The pictures stay out; all of the data is to be printed exactly.
------------------------------------------------
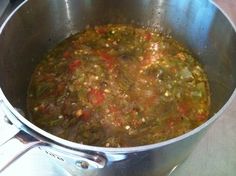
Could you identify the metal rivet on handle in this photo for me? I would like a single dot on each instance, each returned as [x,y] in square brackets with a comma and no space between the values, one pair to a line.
[82,164]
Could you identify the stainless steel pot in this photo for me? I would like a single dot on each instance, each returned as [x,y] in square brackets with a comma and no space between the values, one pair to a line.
[32,27]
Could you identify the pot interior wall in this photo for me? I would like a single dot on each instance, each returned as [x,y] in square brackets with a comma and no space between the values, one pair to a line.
[39,25]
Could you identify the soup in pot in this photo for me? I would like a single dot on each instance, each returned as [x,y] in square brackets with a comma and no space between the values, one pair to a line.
[118,86]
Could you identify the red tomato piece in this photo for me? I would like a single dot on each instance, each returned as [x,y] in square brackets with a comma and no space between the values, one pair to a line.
[74,65]
[101,30]
[201,117]
[148,36]
[86,115]
[66,55]
[96,97]
[108,59]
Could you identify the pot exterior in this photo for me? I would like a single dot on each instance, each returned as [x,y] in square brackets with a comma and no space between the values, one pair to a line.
[40,24]
[159,161]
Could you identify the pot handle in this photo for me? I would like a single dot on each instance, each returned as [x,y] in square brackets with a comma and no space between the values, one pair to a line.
[9,8]
[14,142]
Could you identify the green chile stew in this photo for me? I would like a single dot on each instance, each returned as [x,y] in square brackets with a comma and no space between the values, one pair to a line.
[118,86]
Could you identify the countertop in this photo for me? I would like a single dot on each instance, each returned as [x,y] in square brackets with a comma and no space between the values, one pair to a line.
[215,155]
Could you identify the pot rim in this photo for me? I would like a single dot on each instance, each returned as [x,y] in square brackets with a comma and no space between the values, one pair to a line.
[52,139]
[37,132]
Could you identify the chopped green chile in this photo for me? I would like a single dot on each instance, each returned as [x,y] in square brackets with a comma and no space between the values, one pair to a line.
[118,86]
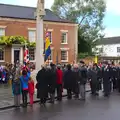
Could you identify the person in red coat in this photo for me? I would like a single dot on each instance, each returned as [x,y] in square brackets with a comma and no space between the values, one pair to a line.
[31,90]
[59,83]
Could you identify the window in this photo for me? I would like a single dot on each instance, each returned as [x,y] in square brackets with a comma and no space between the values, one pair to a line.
[101,50]
[64,56]
[64,38]
[118,49]
[32,54]
[32,35]
[2,31]
[1,55]
[50,36]
[51,56]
------------------------------------------------
** Solution for this exercise **
Could you identify the metal rivet on handle in this photo for me? I would like a single dot on each instance, each returned as [x,y] in square brackets with a comma and no space between the values, one pair to a line.
[82,164]
Could you identify the stainless steel pot in this photo for me? I would like a single dot on each instance, each returned as [x,y] in square brackets with a comma and no space between the values, one pair to a line.
[32,27]
Could you identify the pot interior wall in this photo for me? I would like a single dot on each instance, each returned as [x,y] in square brackets with a comma and no space between the values, one pair to a line.
[39,25]
Could you identify the soup in pot in this photo for me? I would like a single dot on each instance, each returned as [x,y] in square brackets with a comma and no space between the values, one pair to a line.
[118,86]
Could you identify the red tomato piece in this photo for me? I would like a single dot on each instance, each returned as [x,y] in square brackets with a comma and no space between the values, one pair to a line.
[74,65]
[101,30]
[201,117]
[148,36]
[86,115]
[66,55]
[96,97]
[108,59]
Could you identify the pot exterior in this photo for me? I would like a single dot on each instance, each returned as [x,y] in square brackets with a comma and no space between the values, one pair to a line.
[40,24]
[159,161]
Could you identify the pot handle in this photo for me? I would like a single dot on each instance, each returned as [x,y] in square brackets with a comma and no space between the values, one pair to a line.
[9,8]
[14,142]
Could you identify the green chile stew in this photo for me? I would like a single dot on each instance, each returned as [x,y] in square brackets with a comma and no space between the values, one pair to a line.
[118,86]
Could you identify the countertop in this photo for me? I would like a single dot on each instance, each returned as [x,y] in square brackets with a comma and no space between the values, one pair to a line.
[215,155]
Could you identify the pot rim in this photo for me? I would like a single dot on each instance, each returned as [x,y] in square brackets with a comma and no space between the values, one pair to a line.
[52,139]
[37,132]
Could you identify the chopped green chile in this photo for me? I would like a single dot on each instance, each returned as [x,y] in square brackets with a comma and no space between the values, one pair to a line.
[118,86]
Could you identify the person in red coat in this photo for me? I would like a single dot on each instance, each returned as [x,y] in square brackets with a comma and no space between the values, one pair to a line.
[31,90]
[59,83]
Could you identify the window in this photo for me? I would like a single dot on each instance, each returned as [x,y] in square brackets with a comma and no space between the values, one pair to a line.
[101,50]
[64,56]
[64,38]
[118,49]
[32,54]
[32,35]
[2,31]
[1,55]
[50,36]
[51,56]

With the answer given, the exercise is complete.